Data in this exercise:
----------

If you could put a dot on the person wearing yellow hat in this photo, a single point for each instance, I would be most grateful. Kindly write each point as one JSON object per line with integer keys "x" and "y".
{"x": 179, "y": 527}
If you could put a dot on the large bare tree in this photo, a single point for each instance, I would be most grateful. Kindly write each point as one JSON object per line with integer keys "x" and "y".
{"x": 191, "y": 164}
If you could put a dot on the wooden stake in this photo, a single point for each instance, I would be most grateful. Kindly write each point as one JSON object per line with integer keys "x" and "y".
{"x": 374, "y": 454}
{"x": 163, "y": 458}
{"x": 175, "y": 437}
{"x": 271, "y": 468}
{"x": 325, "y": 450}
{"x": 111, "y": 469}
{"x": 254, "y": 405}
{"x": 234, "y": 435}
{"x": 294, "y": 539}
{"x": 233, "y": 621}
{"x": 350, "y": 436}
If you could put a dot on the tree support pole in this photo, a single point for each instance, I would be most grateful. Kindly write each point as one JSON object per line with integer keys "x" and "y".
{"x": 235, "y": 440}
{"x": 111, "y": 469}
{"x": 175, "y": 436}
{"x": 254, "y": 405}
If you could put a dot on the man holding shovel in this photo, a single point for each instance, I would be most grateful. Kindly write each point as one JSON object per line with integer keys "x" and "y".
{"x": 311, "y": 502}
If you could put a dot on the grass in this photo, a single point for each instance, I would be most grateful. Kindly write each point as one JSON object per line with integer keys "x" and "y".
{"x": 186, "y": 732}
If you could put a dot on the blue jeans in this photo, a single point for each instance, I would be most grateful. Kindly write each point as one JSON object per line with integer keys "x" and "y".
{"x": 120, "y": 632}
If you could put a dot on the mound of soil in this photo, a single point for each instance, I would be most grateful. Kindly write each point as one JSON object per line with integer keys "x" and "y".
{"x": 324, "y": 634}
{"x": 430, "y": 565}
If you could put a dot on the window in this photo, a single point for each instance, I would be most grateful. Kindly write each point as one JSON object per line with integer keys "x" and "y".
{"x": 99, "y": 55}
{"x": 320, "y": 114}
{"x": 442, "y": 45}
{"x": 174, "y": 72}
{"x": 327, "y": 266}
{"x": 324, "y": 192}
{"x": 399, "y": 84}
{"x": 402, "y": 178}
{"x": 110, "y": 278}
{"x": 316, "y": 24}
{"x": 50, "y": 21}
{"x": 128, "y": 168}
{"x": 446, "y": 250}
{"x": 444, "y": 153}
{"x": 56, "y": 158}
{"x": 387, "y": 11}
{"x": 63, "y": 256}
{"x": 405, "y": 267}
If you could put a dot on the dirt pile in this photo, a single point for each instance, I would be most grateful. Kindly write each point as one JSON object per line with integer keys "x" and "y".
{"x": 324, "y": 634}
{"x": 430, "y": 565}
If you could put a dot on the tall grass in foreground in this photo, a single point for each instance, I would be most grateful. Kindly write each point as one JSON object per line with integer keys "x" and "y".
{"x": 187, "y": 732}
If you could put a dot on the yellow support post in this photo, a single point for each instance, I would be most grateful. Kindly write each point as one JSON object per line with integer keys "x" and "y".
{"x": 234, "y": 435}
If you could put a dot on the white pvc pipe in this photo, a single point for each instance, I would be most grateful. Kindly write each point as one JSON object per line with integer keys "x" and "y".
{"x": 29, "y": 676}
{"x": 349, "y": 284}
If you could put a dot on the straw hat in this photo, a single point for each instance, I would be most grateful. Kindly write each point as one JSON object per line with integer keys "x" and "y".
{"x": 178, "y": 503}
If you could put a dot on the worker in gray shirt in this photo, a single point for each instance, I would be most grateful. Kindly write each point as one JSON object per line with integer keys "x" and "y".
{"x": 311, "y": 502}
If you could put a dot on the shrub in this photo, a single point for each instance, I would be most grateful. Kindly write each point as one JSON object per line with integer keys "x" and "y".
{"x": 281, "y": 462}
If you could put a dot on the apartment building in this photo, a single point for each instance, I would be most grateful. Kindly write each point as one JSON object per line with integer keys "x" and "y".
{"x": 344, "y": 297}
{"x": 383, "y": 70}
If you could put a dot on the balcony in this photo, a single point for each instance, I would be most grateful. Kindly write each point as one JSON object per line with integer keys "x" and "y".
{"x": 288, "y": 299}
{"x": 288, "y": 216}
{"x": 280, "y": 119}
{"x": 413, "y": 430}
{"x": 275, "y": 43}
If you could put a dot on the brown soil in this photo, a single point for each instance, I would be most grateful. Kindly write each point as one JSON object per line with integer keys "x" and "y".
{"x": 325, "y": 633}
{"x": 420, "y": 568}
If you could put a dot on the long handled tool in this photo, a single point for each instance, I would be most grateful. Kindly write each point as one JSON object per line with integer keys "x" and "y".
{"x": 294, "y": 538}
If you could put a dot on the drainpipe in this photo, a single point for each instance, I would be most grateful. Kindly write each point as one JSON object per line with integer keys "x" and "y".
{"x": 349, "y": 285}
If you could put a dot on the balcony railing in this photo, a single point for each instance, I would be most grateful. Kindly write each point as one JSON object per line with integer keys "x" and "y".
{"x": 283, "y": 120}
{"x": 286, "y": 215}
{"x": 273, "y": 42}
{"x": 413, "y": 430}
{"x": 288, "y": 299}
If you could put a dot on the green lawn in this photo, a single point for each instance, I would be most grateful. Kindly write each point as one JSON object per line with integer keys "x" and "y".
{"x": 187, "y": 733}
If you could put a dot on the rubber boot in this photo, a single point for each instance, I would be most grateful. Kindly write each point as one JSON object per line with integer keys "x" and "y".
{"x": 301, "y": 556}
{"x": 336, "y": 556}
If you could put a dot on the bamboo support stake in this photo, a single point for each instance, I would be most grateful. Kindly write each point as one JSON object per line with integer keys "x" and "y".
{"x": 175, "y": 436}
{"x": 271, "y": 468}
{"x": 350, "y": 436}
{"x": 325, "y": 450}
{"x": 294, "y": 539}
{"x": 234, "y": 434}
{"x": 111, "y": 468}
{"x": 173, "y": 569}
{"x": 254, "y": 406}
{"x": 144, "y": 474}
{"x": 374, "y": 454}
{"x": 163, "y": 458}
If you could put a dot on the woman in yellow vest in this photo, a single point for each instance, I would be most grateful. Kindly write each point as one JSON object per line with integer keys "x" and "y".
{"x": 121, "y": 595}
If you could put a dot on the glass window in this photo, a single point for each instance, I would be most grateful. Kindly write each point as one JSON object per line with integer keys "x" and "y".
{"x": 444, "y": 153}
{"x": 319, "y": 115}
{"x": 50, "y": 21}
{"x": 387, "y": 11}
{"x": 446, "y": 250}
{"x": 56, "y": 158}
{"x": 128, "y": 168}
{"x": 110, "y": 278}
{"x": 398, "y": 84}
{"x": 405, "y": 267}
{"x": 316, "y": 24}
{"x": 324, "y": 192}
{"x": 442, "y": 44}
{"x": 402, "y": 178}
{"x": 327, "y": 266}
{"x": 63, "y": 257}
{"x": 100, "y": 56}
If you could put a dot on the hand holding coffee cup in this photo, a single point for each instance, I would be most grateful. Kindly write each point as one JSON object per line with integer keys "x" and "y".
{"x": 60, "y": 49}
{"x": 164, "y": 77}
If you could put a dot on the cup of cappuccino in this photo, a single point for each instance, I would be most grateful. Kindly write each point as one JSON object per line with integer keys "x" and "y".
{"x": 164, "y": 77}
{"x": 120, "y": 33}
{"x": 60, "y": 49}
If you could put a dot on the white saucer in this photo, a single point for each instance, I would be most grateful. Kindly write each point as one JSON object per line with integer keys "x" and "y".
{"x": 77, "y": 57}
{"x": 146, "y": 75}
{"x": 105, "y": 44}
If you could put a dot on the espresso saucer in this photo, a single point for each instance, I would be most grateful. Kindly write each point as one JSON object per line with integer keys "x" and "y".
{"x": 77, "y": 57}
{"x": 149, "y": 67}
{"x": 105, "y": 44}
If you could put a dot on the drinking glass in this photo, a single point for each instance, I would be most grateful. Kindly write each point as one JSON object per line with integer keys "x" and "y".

----------

Aim of the task:
Lines in scope run from the one holding "If you could put a dot on the espresso" to the last line of the material above; transcribe them exactly and omit the rest.

Expected output:
If you could put a dot on the espresso saucer in this photo, a single point for each instance, I would be most grateful. Kindly write each point as one JSON object per line with integer keys "x" and "y".
{"x": 77, "y": 57}
{"x": 149, "y": 67}
{"x": 105, "y": 44}
If you could put a dot on the drinking glass in this photo, a single point for each instance, I would be most grateful. Kindly write each point as one JSON object per line with integer keys "x" and "y".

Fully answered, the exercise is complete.